TASK GOAL:
Reproduce all of the data exactly as written.

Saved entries
-------------------------

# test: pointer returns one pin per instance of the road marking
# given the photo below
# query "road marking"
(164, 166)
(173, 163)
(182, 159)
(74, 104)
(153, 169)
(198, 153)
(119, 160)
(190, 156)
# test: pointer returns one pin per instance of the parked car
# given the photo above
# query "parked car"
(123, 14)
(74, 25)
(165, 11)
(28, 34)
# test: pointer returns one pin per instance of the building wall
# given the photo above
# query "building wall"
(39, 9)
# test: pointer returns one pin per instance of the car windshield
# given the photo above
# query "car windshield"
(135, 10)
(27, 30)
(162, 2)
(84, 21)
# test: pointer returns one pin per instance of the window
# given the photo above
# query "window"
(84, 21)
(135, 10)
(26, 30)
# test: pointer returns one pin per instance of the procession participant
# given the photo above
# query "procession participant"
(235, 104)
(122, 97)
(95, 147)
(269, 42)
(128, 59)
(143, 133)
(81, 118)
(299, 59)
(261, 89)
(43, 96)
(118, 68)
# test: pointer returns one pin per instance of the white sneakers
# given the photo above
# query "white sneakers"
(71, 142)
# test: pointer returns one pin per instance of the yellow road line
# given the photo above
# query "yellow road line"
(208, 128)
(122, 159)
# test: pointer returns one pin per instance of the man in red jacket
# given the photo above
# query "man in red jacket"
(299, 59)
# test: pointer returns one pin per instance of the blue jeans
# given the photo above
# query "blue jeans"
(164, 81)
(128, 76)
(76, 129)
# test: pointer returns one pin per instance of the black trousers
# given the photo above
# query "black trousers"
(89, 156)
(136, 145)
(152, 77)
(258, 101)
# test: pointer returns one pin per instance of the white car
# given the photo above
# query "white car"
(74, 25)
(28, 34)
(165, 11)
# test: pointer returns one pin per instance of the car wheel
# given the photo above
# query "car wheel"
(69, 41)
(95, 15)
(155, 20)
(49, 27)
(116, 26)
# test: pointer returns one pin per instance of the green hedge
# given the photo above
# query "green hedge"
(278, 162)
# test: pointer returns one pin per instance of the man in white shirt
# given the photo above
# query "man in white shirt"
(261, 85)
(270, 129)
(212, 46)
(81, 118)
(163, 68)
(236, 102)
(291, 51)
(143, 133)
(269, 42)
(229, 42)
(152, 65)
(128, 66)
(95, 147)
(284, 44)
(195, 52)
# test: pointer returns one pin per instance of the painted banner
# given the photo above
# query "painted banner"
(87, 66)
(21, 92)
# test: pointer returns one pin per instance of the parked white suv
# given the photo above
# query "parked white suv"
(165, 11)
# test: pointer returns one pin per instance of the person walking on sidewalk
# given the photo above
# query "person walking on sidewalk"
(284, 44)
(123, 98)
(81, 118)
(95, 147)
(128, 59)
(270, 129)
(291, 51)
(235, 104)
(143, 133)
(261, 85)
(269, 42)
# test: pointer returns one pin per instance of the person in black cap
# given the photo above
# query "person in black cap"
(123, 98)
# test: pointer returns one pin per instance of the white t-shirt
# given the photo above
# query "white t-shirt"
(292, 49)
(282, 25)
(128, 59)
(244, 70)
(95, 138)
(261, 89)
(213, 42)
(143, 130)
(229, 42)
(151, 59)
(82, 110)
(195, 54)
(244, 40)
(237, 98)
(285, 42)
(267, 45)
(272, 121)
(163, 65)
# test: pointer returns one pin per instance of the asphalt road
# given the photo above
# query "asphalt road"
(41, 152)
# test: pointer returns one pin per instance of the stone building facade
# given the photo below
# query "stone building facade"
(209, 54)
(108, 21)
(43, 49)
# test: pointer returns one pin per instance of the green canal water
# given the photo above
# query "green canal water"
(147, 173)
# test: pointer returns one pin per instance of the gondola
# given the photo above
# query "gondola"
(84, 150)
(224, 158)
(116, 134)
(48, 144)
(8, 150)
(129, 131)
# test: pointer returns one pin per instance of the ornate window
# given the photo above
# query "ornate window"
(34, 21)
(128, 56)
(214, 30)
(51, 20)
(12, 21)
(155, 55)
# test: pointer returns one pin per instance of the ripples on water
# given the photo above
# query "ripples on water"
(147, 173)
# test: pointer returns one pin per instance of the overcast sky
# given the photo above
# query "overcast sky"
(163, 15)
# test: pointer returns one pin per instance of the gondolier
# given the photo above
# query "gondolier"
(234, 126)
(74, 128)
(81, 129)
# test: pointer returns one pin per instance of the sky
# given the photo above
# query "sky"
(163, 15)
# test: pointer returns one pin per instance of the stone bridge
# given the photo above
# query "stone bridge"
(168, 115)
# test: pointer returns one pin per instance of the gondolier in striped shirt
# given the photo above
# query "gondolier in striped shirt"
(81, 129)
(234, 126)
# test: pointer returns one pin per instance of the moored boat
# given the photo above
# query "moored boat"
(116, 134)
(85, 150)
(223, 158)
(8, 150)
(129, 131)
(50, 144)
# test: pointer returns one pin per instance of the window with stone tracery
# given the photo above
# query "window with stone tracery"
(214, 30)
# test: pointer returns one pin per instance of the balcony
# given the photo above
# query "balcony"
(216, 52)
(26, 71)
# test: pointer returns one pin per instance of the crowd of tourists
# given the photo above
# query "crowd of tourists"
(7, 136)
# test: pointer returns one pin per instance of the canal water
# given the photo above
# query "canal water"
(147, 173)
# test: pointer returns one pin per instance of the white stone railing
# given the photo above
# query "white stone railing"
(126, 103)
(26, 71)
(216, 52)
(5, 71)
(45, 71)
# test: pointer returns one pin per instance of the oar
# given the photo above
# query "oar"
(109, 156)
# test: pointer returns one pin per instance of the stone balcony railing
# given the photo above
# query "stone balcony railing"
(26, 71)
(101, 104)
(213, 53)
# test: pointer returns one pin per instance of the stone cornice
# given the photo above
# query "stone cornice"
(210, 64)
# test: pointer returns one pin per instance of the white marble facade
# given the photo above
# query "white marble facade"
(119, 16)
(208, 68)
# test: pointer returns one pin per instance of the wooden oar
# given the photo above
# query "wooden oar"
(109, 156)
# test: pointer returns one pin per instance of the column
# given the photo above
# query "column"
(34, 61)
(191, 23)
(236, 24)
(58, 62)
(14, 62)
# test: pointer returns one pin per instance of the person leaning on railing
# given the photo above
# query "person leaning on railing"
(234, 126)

-------------------------

RESPONSE BOX:
# test: pointer returns one pin per instance of the road marking
# given the photo below
# query "road marking"
(164, 166)
(173, 163)
(182, 159)
(74, 104)
(153, 169)
(198, 153)
(119, 160)
(190, 156)
# test: pointer returns one pin per instance of the parked car
# given the photo above
# query "parked car"
(123, 14)
(74, 25)
(165, 11)
(28, 34)
# test: pointer returns one pin per instance of the building wall
# given the photo above
# query "building wall"
(39, 9)
# test: pointer returns one pin per instance of the car windshield
# given the photo above
# query "car windshield"
(135, 10)
(27, 30)
(162, 2)
(84, 21)
# test: pointer returns one pin per instance of the window
# given the photo above
# query "window"
(84, 21)
(135, 10)
(26, 30)
# test: pointer returns one pin per instance of the procession participant
# given the photo above
# query "procession participant"
(235, 104)
(122, 97)
(95, 147)
(269, 42)
(128, 59)
(143, 133)
(81, 118)
(299, 59)
(261, 89)
(43, 96)
(118, 68)
# test: pointer returns one pin per instance of the white sneakers
# given the photo above
# query "white sneakers"
(71, 142)
# test: pointer returns one pin per instance of the yellow road line
# given the photo above
# query "yellow road line"
(208, 128)
(122, 159)
# test: pointer returns one pin per instance of the man in red jacket
# given the photo above
# query "man in red jacket"
(299, 59)
# test: pointer returns one pin per instance of the blue jeans
# given the photo above
# query "blue jeans"
(164, 81)
(128, 76)
(76, 129)
# test: pointer returns one pin per instance of the black trousers
# given the photo above
# query "black trousers"
(89, 156)
(136, 145)
(152, 77)
(258, 101)
# test: pointer returns one pin per instance of the white car
# given the photo above
# query "white car"
(74, 25)
(28, 34)
(165, 11)
# test: pointer returns one pin per instance of the car wheel
# given the photo above
# query "car wheel"
(69, 41)
(95, 15)
(155, 20)
(49, 27)
(116, 26)
# test: pointer returns one pin per instance of the green hedge
# given the photo above
# query "green hedge"
(278, 162)
# test: pointer returns one pin per instance of the man in white shirt
# given the photo above
# query "man in white shirt"
(261, 85)
(270, 129)
(212, 46)
(81, 118)
(163, 68)
(236, 102)
(291, 51)
(143, 133)
(269, 42)
(229, 42)
(152, 65)
(128, 66)
(95, 147)
(284, 44)
(195, 52)
# test: pointer returns one pin per instance of the painted banner
# given the photo above
# query "painted banner"
(87, 66)
(21, 92)
# test: pointer returns one pin per instance of the parked white suv
# given the photo above
# query "parked white suv"
(165, 11)
# test: pointer returns one pin per instance of the person walking on sidewalk
# given the photo above
# query "person walking on sidewalk"
(284, 44)
(123, 98)
(81, 118)
(95, 147)
(128, 59)
(270, 129)
(291, 51)
(235, 104)
(143, 133)
(261, 85)
(269, 42)
# test: pointer returns one pin per instance of the person in black cap
# given the photo above
# query "person in black cap"
(123, 98)
# test: pointer returns one pin per instance of the white t-shirt
# given the photo above
# query "white t-shirt"
(292, 49)
(282, 25)
(128, 59)
(244, 70)
(95, 138)
(261, 89)
(213, 42)
(143, 130)
(229, 42)
(151, 59)
(82, 110)
(195, 54)
(244, 40)
(237, 98)
(285, 42)
(267, 45)
(272, 121)
(163, 65)
# test: pointer returns one pin per instance of the asphalt road
# given the photo above
# query "asphalt road"
(41, 152)
# test: pointer returns one pin per instance of the stone building facade
# given the photo below
# query "stone building facade"
(209, 54)
(108, 21)
(43, 49)
# test: pointer returns one pin per instance of the green canal water
# given the photo above
# query "green canal water"
(147, 173)
# test: pointer returns one pin per instance of the gondola
# given the photo above
# query "gondola"
(84, 150)
(224, 158)
(116, 134)
(48, 144)
(8, 150)
(129, 131)
# test: pointer returns one pin per instance of the ornate window
# given the photo above
# query "ornate window"
(34, 21)
(128, 56)
(214, 30)
(51, 20)
(12, 21)
(155, 55)
# test: pointer returns one pin per instance of the ripples on water
# given the photo above
# query "ripples on water"
(147, 173)
# test: pointer returns one pin per instance of the overcast sky
# given the photo above
# query "overcast sky"
(163, 15)
# test: pointer returns one pin per instance of the gondolier
# given the photo above
# query "gondolier"
(234, 126)
(74, 128)
(81, 129)
# test: pointer returns one pin per instance of the sky
# given the photo above
# query "sky"
(163, 15)
# test: pointer returns one pin per instance of the stone bridge
# given the photo above
# query "stone bridge"
(168, 115)
# test: pointer returns one pin per instance of the gondolier in striped shirt
# given the photo above
# query "gondolier in striped shirt"
(81, 129)
(234, 126)
# test: pointer returns one pin per instance of the moored boat
# given the photo above
# query "moored boat"
(116, 134)
(85, 150)
(223, 158)
(8, 150)
(129, 131)
(50, 144)
# test: pointer returns one pin per instance of the window with stone tracery
# given the photo above
# query "window with stone tracery"
(214, 30)
# test: pointer returns one pin per instance of the balcony
# given the photo above
# query "balcony"
(216, 52)
(26, 71)
# test: pointer returns one pin per instance of the crowd of tourists
# given the photo above
# query "crowd of tourists"
(7, 136)
# test: pointer returns one pin per instance of the canal water
# given the photo above
# query "canal water"
(147, 173)
# test: pointer returns one pin per instance of the white stone railing
# given the photo above
# query "white stone railing"
(126, 103)
(26, 71)
(216, 52)
(5, 71)
(45, 71)
# test: pointer returns one pin per instance of the oar
# given the photo above
# query "oar"
(109, 156)
# test: pointer returns one pin per instance of the stone balcony railing
# given the photo above
# query "stone balcony railing"
(26, 71)
(101, 104)
(213, 53)
# test: pointer returns one pin per instance of the stone cornice
# given the photo above
# query "stone cornice"
(210, 64)
# test: pointer returns one pin per instance of the white marble facade
# given the photo above
# query "white marble facade"
(119, 16)
(208, 68)
# test: pointer returns one pin per instance of the wooden oar
# given the photo above
# query "wooden oar"
(109, 156)
# test: pointer returns one pin per instance of the column
# given the photo above
# query "column"
(34, 61)
(191, 23)
(236, 24)
(58, 62)
(14, 62)
# test: pointer returns one pin per instance of the person leaning on railing
# given the photo above
# query "person leaning on railing"
(234, 126)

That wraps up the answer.